Put the records below, from the line containing "Where can you spot the brown" through the end of the records (inclusive), into a two-column CSV with the columns request and answer. Give one row per request, with each field in quotation marks, line breaks replaced by spaces, and the pictures left out.

* begin *

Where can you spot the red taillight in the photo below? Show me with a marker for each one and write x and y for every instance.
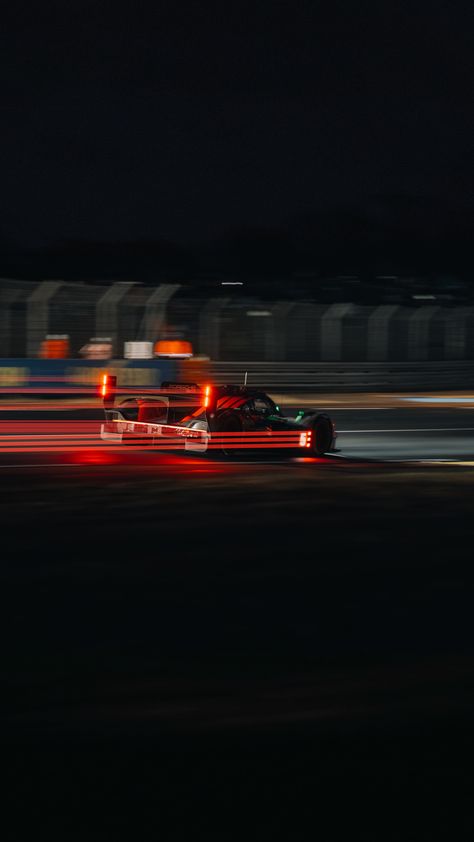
(108, 383)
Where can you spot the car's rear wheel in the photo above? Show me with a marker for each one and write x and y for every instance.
(323, 434)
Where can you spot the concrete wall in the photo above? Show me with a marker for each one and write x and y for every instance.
(233, 328)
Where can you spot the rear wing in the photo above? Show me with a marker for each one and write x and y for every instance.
(207, 395)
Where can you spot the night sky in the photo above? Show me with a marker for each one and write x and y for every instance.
(143, 121)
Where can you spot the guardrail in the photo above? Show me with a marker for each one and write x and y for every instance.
(282, 376)
(348, 377)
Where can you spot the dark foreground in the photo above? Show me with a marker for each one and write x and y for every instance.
(258, 655)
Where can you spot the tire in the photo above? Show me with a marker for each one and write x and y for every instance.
(323, 434)
(229, 422)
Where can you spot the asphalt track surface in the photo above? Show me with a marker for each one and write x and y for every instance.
(201, 648)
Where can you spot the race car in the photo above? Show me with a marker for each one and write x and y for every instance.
(231, 419)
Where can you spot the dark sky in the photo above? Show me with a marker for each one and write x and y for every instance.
(125, 121)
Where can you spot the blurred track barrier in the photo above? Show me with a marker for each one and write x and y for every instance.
(347, 377)
(325, 377)
(69, 376)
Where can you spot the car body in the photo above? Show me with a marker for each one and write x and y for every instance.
(229, 418)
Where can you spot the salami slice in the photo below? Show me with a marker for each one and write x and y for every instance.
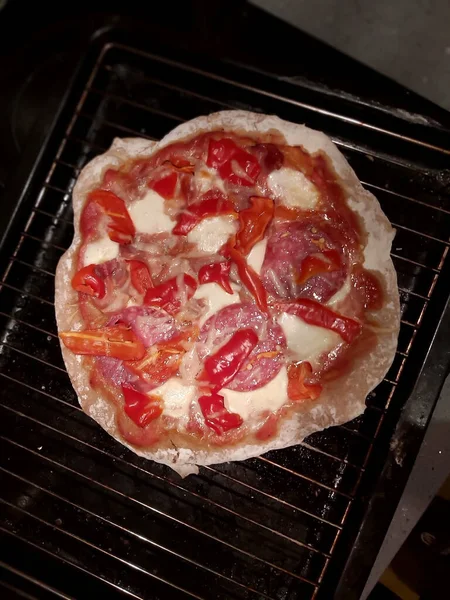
(287, 248)
(265, 360)
(151, 325)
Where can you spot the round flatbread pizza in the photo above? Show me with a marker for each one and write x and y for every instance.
(228, 291)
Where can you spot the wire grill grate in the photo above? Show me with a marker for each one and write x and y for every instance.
(263, 528)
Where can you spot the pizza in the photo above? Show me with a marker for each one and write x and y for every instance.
(228, 291)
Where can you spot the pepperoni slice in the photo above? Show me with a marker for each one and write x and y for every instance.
(287, 248)
(265, 360)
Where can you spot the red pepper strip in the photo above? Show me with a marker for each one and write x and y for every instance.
(88, 282)
(140, 276)
(233, 163)
(213, 203)
(120, 228)
(141, 409)
(217, 273)
(249, 278)
(253, 223)
(216, 415)
(298, 387)
(314, 264)
(165, 186)
(314, 313)
(171, 294)
(117, 342)
(222, 366)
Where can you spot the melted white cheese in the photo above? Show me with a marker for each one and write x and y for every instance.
(307, 342)
(148, 214)
(212, 233)
(269, 397)
(341, 294)
(207, 179)
(216, 297)
(256, 255)
(101, 251)
(293, 188)
(176, 397)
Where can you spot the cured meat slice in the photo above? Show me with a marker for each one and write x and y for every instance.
(265, 360)
(288, 248)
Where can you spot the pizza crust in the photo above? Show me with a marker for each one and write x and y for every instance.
(343, 399)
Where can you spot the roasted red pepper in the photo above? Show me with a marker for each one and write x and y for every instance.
(314, 313)
(117, 342)
(165, 186)
(217, 273)
(88, 282)
(222, 366)
(140, 276)
(249, 278)
(120, 227)
(315, 264)
(217, 417)
(298, 386)
(172, 294)
(233, 163)
(211, 204)
(141, 408)
(253, 223)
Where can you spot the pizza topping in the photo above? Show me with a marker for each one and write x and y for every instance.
(299, 384)
(217, 417)
(165, 186)
(256, 257)
(117, 342)
(232, 162)
(293, 189)
(249, 278)
(151, 325)
(140, 276)
(217, 273)
(172, 294)
(253, 223)
(120, 226)
(307, 342)
(222, 366)
(283, 273)
(211, 204)
(264, 361)
(141, 408)
(100, 251)
(88, 282)
(316, 314)
(212, 233)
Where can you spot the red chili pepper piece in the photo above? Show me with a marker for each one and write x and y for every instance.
(141, 408)
(165, 186)
(212, 203)
(120, 228)
(222, 366)
(249, 278)
(217, 417)
(298, 386)
(217, 273)
(140, 276)
(314, 264)
(233, 163)
(117, 342)
(88, 282)
(253, 223)
(314, 313)
(171, 294)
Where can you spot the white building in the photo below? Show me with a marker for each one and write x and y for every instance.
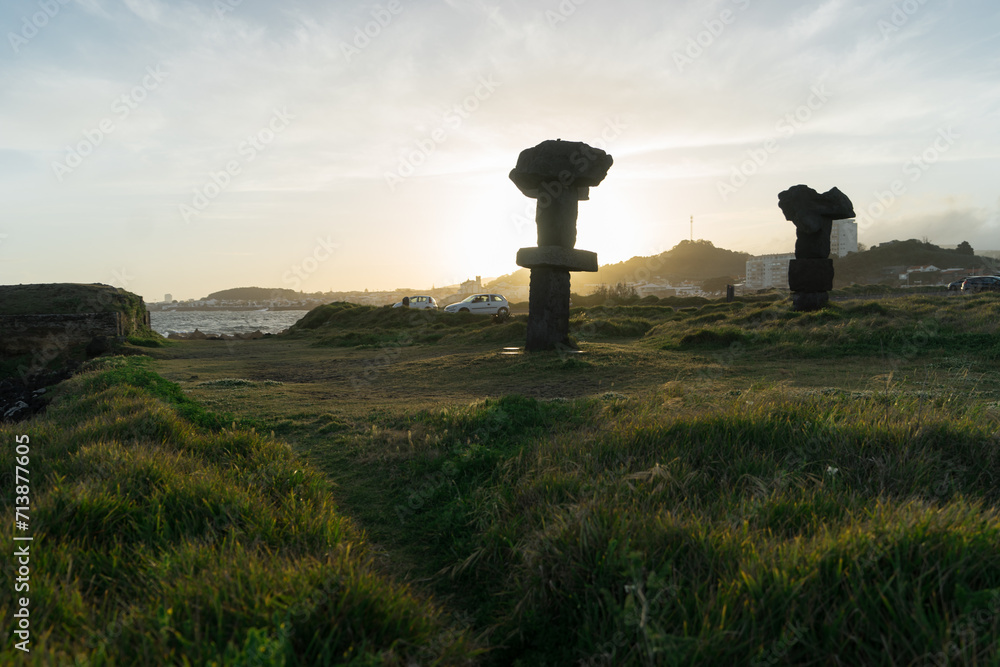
(766, 271)
(471, 286)
(843, 237)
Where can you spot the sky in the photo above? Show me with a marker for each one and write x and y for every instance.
(187, 147)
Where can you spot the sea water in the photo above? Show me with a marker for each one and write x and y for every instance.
(223, 321)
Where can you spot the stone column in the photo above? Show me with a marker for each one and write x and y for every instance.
(559, 174)
(810, 274)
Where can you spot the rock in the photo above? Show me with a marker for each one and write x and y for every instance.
(559, 175)
(548, 310)
(571, 164)
(12, 413)
(812, 214)
(556, 257)
(810, 275)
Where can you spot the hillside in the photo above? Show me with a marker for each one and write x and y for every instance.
(884, 262)
(255, 294)
(688, 260)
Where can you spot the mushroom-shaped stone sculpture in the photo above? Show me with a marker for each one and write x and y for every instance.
(559, 175)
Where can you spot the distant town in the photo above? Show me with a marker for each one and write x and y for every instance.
(692, 268)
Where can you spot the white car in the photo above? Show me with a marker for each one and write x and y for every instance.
(484, 304)
(419, 302)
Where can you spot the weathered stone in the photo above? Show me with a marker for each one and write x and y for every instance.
(571, 164)
(813, 214)
(559, 175)
(555, 218)
(556, 257)
(810, 275)
(548, 310)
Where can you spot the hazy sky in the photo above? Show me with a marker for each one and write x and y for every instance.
(187, 147)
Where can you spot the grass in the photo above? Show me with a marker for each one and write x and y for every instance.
(163, 542)
(708, 484)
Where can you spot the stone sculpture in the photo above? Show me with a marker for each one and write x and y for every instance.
(810, 274)
(559, 174)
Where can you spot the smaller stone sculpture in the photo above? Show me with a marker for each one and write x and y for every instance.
(810, 274)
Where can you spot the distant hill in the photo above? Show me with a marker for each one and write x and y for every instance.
(688, 260)
(884, 262)
(256, 294)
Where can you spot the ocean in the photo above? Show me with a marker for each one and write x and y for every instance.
(223, 321)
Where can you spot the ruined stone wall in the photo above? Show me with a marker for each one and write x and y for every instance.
(27, 334)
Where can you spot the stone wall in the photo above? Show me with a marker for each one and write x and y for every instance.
(30, 334)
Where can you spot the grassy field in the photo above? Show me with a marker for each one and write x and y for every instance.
(729, 484)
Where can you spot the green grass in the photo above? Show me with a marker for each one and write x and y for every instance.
(615, 531)
(732, 484)
(160, 542)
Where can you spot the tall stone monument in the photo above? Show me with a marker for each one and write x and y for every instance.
(810, 274)
(559, 174)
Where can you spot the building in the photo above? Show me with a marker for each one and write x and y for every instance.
(767, 271)
(471, 286)
(843, 237)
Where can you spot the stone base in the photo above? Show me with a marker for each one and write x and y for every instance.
(806, 301)
(557, 257)
(548, 310)
(810, 275)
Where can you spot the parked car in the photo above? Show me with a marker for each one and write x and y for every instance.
(484, 304)
(420, 302)
(981, 284)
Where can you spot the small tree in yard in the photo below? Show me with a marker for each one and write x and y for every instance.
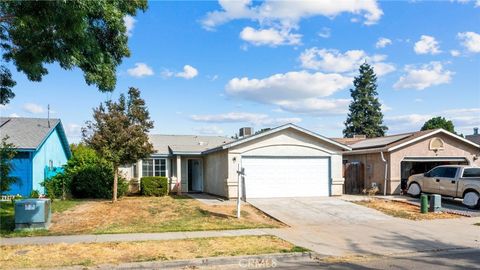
(365, 116)
(439, 122)
(7, 153)
(119, 132)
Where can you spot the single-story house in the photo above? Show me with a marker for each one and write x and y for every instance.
(287, 161)
(392, 159)
(42, 149)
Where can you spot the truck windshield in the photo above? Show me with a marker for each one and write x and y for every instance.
(471, 172)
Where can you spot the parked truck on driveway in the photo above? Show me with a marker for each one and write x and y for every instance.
(456, 181)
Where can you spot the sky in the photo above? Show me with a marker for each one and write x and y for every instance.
(211, 67)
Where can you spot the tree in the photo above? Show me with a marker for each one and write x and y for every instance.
(365, 116)
(119, 132)
(439, 122)
(90, 35)
(7, 153)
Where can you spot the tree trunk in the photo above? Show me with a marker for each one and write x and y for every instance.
(115, 184)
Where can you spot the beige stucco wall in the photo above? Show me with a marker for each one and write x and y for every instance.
(453, 148)
(288, 142)
(215, 167)
(374, 167)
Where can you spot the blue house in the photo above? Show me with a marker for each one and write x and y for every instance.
(42, 150)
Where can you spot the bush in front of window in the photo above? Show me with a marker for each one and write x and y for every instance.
(154, 186)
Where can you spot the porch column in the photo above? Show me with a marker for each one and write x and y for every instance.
(179, 171)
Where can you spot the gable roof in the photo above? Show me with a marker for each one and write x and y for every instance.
(184, 144)
(393, 142)
(28, 134)
(274, 130)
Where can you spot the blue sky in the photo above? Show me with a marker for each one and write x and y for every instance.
(212, 67)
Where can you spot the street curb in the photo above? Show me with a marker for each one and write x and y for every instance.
(246, 262)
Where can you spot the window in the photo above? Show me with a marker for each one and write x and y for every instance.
(471, 172)
(447, 172)
(154, 167)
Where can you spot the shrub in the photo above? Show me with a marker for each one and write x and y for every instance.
(86, 175)
(154, 186)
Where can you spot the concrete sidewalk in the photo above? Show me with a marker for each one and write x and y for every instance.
(128, 237)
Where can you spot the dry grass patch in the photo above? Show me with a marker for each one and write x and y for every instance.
(153, 214)
(58, 255)
(403, 210)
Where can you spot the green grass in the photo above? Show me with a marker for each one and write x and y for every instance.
(7, 217)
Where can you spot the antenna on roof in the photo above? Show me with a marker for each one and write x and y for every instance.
(48, 115)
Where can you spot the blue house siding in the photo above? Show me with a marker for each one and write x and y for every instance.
(50, 150)
(22, 168)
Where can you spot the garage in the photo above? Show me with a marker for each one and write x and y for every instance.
(286, 161)
(387, 162)
(273, 177)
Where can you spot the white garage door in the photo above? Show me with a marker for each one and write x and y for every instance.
(269, 177)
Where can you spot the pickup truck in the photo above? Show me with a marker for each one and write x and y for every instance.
(456, 181)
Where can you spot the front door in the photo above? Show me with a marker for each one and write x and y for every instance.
(195, 175)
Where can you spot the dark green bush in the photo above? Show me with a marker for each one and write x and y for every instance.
(86, 175)
(154, 186)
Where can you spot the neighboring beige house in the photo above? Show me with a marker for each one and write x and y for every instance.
(287, 161)
(403, 155)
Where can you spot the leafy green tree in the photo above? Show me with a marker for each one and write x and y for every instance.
(365, 116)
(119, 132)
(7, 153)
(439, 122)
(90, 35)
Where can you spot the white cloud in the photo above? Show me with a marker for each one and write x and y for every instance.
(426, 45)
(278, 18)
(424, 76)
(140, 70)
(289, 13)
(383, 42)
(287, 86)
(325, 32)
(331, 60)
(454, 53)
(129, 22)
(209, 130)
(188, 72)
(243, 117)
(271, 37)
(33, 108)
(463, 119)
(316, 106)
(470, 40)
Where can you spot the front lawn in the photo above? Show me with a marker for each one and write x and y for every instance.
(403, 210)
(7, 219)
(150, 214)
(61, 255)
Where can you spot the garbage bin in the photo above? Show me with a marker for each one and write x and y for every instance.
(32, 214)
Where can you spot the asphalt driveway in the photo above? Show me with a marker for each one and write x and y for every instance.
(317, 211)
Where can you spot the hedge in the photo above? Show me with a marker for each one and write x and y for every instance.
(154, 185)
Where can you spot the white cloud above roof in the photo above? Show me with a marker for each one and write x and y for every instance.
(140, 70)
(424, 76)
(427, 45)
(470, 40)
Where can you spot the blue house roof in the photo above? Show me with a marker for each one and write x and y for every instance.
(28, 134)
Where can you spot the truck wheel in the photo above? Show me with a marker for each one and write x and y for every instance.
(471, 199)
(414, 190)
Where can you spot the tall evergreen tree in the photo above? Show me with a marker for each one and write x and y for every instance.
(365, 116)
(119, 132)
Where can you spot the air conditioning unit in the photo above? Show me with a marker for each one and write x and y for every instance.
(245, 132)
(33, 214)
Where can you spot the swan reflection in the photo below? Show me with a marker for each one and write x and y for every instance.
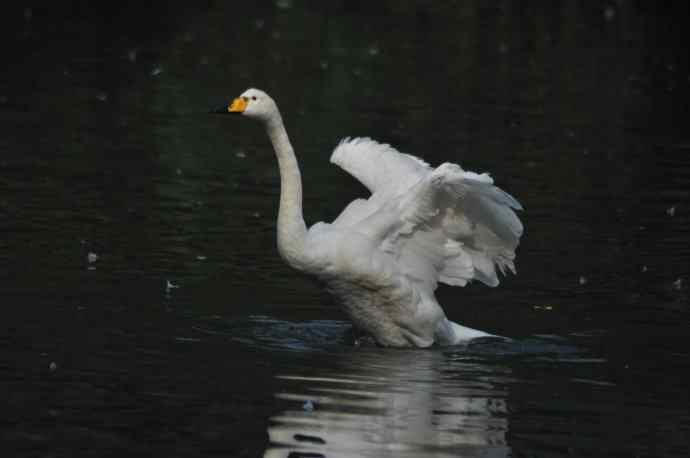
(393, 403)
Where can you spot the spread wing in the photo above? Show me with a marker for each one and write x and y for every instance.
(442, 224)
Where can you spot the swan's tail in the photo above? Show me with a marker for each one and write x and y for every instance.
(450, 333)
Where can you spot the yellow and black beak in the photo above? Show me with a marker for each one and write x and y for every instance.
(237, 106)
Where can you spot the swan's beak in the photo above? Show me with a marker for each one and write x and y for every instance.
(237, 106)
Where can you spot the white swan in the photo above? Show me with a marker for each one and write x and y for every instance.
(383, 257)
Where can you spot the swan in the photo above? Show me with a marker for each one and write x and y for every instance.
(383, 257)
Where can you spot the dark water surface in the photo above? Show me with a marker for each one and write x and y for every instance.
(145, 310)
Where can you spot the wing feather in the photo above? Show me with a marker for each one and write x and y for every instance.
(442, 224)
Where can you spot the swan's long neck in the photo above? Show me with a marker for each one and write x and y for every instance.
(291, 227)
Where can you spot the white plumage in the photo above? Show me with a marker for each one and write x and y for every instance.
(383, 257)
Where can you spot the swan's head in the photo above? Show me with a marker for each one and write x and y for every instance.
(253, 103)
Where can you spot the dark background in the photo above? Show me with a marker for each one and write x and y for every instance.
(579, 109)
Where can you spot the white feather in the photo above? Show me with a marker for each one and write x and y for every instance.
(383, 256)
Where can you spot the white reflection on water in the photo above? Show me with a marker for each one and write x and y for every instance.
(381, 403)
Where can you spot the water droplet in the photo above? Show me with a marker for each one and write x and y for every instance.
(308, 406)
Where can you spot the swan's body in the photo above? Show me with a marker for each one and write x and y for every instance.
(383, 257)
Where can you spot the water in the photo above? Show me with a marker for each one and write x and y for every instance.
(146, 311)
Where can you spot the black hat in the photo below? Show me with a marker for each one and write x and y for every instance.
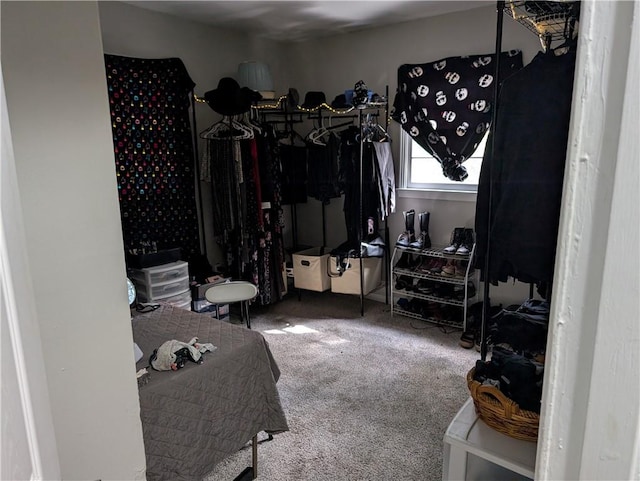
(254, 95)
(313, 100)
(229, 98)
(293, 98)
(360, 94)
(340, 102)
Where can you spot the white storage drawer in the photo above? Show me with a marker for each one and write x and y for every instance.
(161, 291)
(149, 276)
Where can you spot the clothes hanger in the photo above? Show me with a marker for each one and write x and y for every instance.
(227, 128)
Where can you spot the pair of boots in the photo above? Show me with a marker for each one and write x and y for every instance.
(408, 237)
(462, 241)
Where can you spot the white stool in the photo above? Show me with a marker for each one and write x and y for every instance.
(233, 291)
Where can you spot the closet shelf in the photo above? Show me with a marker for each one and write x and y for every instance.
(433, 320)
(432, 277)
(550, 21)
(426, 297)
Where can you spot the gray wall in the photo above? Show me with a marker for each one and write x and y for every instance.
(58, 110)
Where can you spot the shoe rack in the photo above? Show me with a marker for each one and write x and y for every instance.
(433, 285)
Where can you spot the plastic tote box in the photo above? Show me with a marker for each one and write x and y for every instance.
(349, 281)
(310, 269)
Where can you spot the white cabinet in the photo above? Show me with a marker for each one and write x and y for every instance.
(167, 283)
(426, 291)
(473, 451)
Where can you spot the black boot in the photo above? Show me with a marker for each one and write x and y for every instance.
(423, 241)
(464, 249)
(408, 236)
(457, 237)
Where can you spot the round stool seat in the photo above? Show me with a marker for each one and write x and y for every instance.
(233, 291)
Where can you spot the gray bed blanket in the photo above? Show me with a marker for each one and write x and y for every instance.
(194, 417)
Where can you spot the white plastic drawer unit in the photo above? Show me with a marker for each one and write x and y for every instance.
(162, 290)
(150, 276)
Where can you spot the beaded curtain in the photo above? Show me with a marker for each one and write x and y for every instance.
(149, 100)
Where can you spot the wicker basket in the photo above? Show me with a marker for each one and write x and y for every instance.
(501, 413)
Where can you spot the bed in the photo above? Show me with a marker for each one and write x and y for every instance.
(194, 417)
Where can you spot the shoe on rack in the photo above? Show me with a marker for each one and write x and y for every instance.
(467, 339)
(457, 238)
(461, 269)
(438, 264)
(423, 241)
(449, 269)
(403, 282)
(466, 244)
(408, 236)
(405, 261)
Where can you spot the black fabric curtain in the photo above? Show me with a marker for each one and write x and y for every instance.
(446, 105)
(527, 168)
(149, 101)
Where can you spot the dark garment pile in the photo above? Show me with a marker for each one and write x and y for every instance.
(517, 377)
(518, 335)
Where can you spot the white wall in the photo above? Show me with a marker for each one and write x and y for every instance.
(58, 109)
(208, 54)
(590, 422)
(331, 65)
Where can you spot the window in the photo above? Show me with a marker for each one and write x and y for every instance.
(422, 171)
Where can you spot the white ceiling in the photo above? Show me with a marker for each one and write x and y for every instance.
(292, 20)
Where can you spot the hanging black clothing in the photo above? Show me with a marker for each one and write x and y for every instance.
(322, 169)
(527, 168)
(446, 105)
(248, 218)
(294, 174)
(149, 101)
(349, 182)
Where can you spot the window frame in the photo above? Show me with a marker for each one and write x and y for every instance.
(406, 159)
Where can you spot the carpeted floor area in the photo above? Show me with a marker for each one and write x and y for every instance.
(366, 397)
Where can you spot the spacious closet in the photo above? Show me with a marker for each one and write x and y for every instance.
(61, 134)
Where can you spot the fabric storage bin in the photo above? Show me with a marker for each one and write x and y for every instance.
(349, 281)
(310, 269)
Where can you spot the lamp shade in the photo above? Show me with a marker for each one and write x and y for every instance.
(256, 76)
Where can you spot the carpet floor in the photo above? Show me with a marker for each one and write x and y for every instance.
(366, 397)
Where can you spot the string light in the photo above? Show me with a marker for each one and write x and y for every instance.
(323, 105)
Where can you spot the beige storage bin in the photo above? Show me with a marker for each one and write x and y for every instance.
(310, 269)
(349, 281)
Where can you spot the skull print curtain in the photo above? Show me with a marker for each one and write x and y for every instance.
(445, 106)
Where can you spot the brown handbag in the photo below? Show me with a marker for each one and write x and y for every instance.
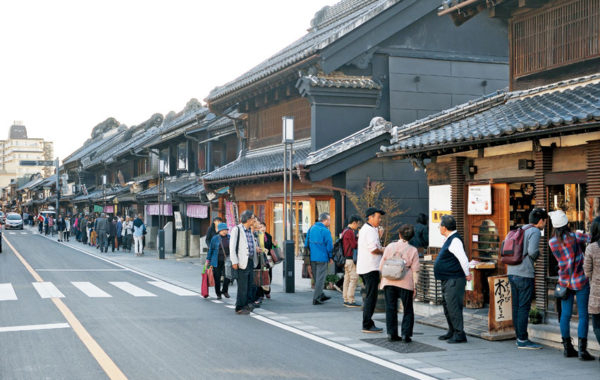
(261, 277)
(306, 269)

* end *

* _Expected output_:
request,answer
"Where can you spot the brown handbag in the photo below? Show me with a marker for each one and write x and y for every instance.","(261, 277) (306, 269)"